== Okuma metni ==
········

Beraber odasına çıktık, Üstad hazretleri yatağına uzanmış iki yastık sırtına koymuşlar, yorganı yarıya kadar çekmiş. Başında üç renkli sarık var yeşil, siyah, beyaz. Saçları uzunca omzuna kadar uzanmış. Gözleri yeşil idi, iki gözü farklı idi bir maviye benzer bir yeşil idi diğeri sarıyı andıran bir yeşildi. Ben renklerini öyle fark ettim, mübarek gözleri iri iriydi. Selam verdim, yanına gittim ellerini öptüm ama sesi çıkmıyordu. Beni kendine doğru çekti başımın arka tarafından öptü, işaret etti ben oturdum.

 

Konuşuyordu ama sesi çıkmıyordu. Zübeyir abi geldi oturdu onun dudaklarının hareketinden ne dediğini anlıyordu. O şekilde üç-dört dakika devam etti. Sualler soruyor. Sonra baktım ses çıkmaya başladı.

 

 

ÜSTAD YOL PARAMI BİLE VERDİ

 

Zübeyir abi tercüme mi ediyordu?

 

Evet. İlk dakikalarda tercüme etti. Dudak okuma sanatını biliyordu, anlıyordu. Sonra sesi çıkınca bana hususi halimi sordu. Annemin ismini, babamın ismini, aşiretimi, hangi Arap aşiretinden olduğumu… Üstad oraların bir kısmının Arap bir kısmının Kürt az bir kısmının da Türkmen olduğunu biliyor tabi. Ben sorularının hepsini cevapladım. Sonra bana ne iş yaptığımı sordu.

 

O zaman köyün yarısına yakın kısmı benim babamındı, o nedenle ben çalışmıyordum, çalışmaya ihtiyacımız yoktu. Dağlarda at koşturuyorduk, avcılık yapıyorduk, bunları kendisine söyledim. Av deyince “peki dedi sizin orada ne tür av hayvanları var?” diye sordu. Dedim “efendim ördek var, keklik var, tavşan var, ceylan var.” “Peki bir gün ava gittiğinizde ne kadar para masraf edersiniz?” diye sordu. Dedim “bazen olur ki, 10 lira da masraf ederiz.” O zaman 10 lira iyi bir paraydı, ortalama bir koyun veya keçi gelirdi. Dedi “Allah Allah bu parayla ehli hayvan alıp etini yeseniz daha iyi olmaz mı?” Yani “avcılık haramdır, günahtır, pistir” demedi. Ben “evet haklısınız” dedim ama bizim meselemiz et meselesi değil. Biz işin zevkindeyiz, hayvan uçacak biz nasıl vuracağız. Nefsimizin hoşuna giden o aslında.

········

== Verilen görev ==
Lütfen Üstad ile görüşmeyi anlatan metinden "Beraber odasına çıktık, Üstad" sözleriyle başlayıp "ses çıkmaya başladı." sözleriyle biten bölümü, bu son sözler de dahil, harfi harfine yeniden yazın.

(Saklanan veriler)

········

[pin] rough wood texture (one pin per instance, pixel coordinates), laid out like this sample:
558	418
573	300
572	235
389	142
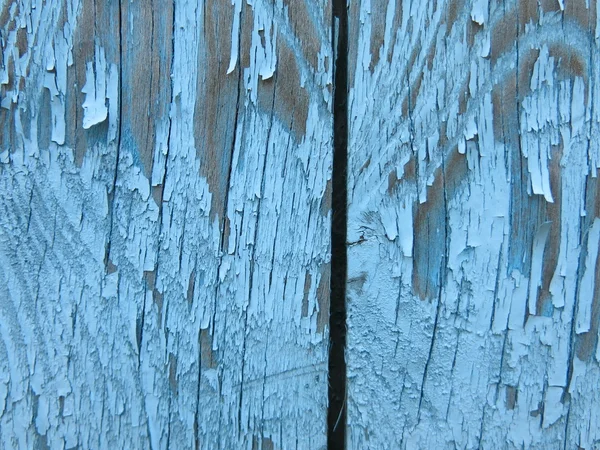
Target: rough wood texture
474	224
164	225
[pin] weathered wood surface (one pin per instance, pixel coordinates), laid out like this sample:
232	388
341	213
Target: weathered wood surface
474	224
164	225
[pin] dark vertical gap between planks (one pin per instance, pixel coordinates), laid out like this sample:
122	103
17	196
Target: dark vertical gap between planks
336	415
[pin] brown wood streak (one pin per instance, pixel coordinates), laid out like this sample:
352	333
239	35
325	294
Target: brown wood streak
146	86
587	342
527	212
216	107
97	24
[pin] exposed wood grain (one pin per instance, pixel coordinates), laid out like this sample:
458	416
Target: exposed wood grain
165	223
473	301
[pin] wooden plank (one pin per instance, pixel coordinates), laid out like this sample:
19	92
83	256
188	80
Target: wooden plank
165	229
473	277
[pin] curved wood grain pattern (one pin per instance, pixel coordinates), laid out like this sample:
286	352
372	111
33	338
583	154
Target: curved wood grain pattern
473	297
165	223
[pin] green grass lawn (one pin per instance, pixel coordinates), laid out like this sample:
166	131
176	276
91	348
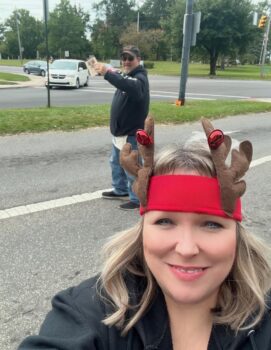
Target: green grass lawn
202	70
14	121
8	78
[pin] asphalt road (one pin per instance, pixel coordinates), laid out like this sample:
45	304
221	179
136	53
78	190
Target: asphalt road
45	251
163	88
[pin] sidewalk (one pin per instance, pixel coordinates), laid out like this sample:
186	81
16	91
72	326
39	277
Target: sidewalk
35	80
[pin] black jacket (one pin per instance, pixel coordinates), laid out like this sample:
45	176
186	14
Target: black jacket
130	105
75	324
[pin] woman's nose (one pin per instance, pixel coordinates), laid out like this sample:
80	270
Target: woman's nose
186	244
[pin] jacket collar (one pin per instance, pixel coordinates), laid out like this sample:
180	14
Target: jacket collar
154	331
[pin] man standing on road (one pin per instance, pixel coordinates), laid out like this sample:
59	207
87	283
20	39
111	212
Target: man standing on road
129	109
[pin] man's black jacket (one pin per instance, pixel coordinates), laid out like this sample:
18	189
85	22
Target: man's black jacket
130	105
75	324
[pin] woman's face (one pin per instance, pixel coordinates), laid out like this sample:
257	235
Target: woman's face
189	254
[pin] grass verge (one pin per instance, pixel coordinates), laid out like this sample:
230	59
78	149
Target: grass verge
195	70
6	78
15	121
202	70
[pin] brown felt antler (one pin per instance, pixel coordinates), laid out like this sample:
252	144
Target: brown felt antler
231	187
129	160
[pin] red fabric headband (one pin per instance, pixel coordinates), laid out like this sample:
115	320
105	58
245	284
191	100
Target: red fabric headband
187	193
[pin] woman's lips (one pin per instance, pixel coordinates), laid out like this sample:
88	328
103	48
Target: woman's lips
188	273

········

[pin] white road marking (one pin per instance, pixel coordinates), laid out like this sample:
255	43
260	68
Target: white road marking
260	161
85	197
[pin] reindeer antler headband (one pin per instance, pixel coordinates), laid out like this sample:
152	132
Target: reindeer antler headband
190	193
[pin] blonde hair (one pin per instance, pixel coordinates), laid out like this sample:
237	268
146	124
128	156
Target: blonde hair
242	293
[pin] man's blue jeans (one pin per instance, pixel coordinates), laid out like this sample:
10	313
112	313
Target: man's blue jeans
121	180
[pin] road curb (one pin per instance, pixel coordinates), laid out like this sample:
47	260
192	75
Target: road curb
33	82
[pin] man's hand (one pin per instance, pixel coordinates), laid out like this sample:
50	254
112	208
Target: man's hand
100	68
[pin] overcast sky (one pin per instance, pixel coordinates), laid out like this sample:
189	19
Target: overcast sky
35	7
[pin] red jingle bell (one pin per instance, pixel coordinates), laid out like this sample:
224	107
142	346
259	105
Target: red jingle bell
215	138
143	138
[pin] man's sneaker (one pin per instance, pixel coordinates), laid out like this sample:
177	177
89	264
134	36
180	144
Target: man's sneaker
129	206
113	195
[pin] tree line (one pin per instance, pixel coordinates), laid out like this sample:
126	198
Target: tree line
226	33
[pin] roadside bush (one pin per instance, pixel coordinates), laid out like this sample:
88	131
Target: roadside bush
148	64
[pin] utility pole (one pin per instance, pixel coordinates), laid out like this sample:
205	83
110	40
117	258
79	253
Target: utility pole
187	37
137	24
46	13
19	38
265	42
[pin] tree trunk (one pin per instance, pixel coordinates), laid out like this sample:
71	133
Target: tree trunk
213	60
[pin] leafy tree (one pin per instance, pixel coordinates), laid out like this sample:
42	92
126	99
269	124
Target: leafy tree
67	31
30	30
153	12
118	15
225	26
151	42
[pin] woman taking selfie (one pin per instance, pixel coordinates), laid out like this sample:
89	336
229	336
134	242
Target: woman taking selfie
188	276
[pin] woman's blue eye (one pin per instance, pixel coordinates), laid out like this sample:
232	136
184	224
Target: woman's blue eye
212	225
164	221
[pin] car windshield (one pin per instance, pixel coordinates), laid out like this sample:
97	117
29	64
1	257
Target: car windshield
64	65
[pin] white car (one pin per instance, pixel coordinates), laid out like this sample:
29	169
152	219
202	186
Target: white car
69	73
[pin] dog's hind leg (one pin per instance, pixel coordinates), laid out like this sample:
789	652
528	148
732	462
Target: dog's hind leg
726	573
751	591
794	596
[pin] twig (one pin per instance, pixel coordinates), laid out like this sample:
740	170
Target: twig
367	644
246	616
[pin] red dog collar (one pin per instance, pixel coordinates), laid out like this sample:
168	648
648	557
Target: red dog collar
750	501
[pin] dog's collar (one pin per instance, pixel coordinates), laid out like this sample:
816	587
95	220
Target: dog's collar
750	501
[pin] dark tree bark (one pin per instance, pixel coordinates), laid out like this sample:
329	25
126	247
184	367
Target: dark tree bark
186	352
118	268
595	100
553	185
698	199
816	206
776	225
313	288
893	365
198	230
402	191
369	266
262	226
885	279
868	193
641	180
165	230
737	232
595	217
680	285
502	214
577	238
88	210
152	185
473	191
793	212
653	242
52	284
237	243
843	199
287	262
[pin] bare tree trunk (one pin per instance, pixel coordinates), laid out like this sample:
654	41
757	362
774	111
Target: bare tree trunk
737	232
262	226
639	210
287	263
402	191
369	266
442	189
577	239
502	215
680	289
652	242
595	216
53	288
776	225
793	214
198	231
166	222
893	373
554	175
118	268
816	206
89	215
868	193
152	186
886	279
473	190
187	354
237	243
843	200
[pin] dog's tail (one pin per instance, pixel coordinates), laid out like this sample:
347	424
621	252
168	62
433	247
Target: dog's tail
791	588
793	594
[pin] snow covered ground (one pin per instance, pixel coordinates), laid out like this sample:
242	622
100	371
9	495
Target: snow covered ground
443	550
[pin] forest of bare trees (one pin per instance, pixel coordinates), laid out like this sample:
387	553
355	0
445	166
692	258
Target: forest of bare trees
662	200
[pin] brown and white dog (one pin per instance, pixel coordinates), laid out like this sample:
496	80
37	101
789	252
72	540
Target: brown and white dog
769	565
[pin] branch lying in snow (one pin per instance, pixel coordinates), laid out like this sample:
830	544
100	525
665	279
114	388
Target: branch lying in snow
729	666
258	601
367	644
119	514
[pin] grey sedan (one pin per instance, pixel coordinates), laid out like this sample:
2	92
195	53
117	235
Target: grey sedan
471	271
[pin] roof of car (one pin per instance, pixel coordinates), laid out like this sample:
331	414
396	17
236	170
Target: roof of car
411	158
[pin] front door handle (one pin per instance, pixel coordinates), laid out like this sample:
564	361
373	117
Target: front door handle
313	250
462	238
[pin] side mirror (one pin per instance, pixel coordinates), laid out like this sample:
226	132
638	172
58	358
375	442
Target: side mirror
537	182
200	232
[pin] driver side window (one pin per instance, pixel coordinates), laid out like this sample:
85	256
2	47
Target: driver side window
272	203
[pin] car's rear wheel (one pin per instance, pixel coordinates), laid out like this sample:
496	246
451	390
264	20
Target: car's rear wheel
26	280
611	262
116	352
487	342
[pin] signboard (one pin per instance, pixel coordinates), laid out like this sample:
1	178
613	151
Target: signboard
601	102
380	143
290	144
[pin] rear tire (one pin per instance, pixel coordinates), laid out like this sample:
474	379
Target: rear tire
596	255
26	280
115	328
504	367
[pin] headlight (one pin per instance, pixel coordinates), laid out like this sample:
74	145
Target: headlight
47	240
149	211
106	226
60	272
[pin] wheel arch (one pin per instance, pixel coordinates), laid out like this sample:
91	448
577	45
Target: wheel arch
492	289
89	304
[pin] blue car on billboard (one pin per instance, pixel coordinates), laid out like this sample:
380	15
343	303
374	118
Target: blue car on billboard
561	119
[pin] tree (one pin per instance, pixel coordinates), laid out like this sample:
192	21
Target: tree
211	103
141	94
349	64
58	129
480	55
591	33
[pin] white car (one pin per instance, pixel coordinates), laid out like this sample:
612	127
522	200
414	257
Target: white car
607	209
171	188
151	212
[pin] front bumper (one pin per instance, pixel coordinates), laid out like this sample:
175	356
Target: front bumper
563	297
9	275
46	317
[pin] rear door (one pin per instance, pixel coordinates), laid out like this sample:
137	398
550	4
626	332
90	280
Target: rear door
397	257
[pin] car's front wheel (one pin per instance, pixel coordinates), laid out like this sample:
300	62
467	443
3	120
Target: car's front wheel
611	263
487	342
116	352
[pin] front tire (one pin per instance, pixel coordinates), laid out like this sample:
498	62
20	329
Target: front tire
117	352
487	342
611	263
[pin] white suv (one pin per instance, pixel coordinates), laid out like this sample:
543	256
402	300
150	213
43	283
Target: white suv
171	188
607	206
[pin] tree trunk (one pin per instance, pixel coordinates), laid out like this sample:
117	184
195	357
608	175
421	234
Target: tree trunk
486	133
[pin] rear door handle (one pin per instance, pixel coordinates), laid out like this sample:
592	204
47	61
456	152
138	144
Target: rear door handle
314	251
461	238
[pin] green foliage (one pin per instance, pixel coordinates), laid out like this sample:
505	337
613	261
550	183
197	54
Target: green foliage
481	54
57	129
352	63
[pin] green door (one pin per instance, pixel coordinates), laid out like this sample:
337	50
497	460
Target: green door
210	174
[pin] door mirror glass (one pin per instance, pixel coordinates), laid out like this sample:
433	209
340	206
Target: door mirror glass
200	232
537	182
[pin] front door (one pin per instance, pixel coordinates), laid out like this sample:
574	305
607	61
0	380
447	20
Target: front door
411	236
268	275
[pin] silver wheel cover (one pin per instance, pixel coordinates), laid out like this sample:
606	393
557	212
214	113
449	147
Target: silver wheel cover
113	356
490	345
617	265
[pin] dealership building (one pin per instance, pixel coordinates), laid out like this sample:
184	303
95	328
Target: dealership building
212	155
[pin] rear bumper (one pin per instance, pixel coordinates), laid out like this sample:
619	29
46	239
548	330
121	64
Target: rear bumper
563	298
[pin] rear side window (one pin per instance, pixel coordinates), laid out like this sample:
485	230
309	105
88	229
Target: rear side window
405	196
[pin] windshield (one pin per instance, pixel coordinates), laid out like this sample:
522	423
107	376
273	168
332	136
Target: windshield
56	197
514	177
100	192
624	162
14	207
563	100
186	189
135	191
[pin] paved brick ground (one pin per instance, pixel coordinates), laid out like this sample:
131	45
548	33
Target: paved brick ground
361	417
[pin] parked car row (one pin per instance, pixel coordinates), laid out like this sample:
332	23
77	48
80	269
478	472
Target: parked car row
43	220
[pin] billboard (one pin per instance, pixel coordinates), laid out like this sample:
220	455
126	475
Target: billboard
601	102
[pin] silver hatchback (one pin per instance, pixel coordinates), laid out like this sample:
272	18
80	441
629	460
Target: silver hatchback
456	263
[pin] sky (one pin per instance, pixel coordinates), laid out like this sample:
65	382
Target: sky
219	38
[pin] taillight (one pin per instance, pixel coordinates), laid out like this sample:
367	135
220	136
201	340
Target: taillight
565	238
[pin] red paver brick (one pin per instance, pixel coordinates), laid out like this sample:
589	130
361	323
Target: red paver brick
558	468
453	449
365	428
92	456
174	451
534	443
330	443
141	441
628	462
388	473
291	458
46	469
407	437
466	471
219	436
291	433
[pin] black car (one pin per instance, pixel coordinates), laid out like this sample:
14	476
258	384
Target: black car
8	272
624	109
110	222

········

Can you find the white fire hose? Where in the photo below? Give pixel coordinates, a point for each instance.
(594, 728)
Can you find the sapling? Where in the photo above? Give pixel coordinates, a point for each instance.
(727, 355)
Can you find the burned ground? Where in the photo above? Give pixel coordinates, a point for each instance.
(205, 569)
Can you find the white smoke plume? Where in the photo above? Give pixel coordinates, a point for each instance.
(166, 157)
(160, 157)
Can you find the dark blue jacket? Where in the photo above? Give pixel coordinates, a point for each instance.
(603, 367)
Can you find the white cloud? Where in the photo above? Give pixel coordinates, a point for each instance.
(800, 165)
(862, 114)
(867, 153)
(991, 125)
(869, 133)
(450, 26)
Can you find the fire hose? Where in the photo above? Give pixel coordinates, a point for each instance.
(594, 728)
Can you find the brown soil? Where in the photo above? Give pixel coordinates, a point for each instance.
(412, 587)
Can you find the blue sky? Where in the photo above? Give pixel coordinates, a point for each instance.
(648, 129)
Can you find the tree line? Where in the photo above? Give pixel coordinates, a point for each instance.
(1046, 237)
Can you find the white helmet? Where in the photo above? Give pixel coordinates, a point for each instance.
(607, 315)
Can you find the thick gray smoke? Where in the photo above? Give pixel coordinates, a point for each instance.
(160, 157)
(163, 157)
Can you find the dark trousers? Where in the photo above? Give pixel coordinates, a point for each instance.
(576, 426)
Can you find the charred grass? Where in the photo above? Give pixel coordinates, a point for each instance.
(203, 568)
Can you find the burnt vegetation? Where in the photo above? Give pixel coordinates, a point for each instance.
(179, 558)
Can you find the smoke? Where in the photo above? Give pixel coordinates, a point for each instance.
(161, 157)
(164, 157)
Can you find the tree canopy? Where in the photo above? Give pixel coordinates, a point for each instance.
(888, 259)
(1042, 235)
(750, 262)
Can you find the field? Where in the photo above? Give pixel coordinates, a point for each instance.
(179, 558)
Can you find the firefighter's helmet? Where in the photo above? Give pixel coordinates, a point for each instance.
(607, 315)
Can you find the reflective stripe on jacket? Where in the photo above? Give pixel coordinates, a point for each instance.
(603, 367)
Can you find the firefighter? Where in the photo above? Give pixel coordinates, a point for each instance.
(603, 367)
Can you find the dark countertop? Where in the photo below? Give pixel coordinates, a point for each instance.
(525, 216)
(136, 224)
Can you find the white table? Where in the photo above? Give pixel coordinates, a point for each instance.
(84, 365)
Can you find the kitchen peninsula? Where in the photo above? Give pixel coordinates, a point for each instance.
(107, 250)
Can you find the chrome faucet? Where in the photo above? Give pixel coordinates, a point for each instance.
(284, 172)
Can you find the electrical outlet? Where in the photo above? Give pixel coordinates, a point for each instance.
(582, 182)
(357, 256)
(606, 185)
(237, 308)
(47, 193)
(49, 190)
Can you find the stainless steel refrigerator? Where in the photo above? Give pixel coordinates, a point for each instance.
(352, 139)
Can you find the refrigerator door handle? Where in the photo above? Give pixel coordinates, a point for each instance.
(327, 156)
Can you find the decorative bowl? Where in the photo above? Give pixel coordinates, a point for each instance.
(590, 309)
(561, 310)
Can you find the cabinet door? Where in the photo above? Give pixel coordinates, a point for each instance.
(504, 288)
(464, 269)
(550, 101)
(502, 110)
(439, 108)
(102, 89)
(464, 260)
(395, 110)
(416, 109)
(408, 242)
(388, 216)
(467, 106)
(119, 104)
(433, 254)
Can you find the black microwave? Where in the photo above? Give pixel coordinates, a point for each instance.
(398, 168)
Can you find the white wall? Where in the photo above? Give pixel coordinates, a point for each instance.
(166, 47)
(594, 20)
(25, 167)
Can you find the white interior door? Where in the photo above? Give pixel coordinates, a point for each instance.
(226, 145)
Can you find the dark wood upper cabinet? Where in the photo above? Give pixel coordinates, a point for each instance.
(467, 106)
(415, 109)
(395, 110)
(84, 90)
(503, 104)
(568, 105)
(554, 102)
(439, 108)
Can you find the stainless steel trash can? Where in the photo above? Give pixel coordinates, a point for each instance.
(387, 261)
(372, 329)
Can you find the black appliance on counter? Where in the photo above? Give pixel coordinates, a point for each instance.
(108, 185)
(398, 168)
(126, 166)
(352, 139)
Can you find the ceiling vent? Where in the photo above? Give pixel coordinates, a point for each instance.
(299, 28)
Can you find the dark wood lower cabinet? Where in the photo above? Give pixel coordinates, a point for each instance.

········

== Cevabınız ==
Beraber odasına çıktık, Üstad hazretleri yatağına uzanmış iki yastık sırtına koymuşlar, yorganı yarıya kadar çekmiş. Başında üç renkli sarık var yeşil, siyah, beyaz. Saçları uzunca omzuna kadar uzanmış. Gözleri yeşil idi, iki gözü farklı idi bir maviye benzer bir yeşil idi diğeri sarıyı andıran bir yeşildi. Ben renklerini öyle fark ettim, mübarek gözleri iri iriydi. Selam verdim, yanına gittim ellerini öptüm ama sesi çıkmıyordu. Beni kendine doğru çekti başımın arka tarafından öptü, işaret etti ben oturdum.

 

Konuşuyordu ama sesi çıkmıyordu. Zübeyir abi geldi oturdu onun dudaklarının hareketinden ne dediğini anlıyordu. O şekilde üç-dört dakika devam etti. Sualler soruyor. Sonra baktım ses çıkmaya başladı.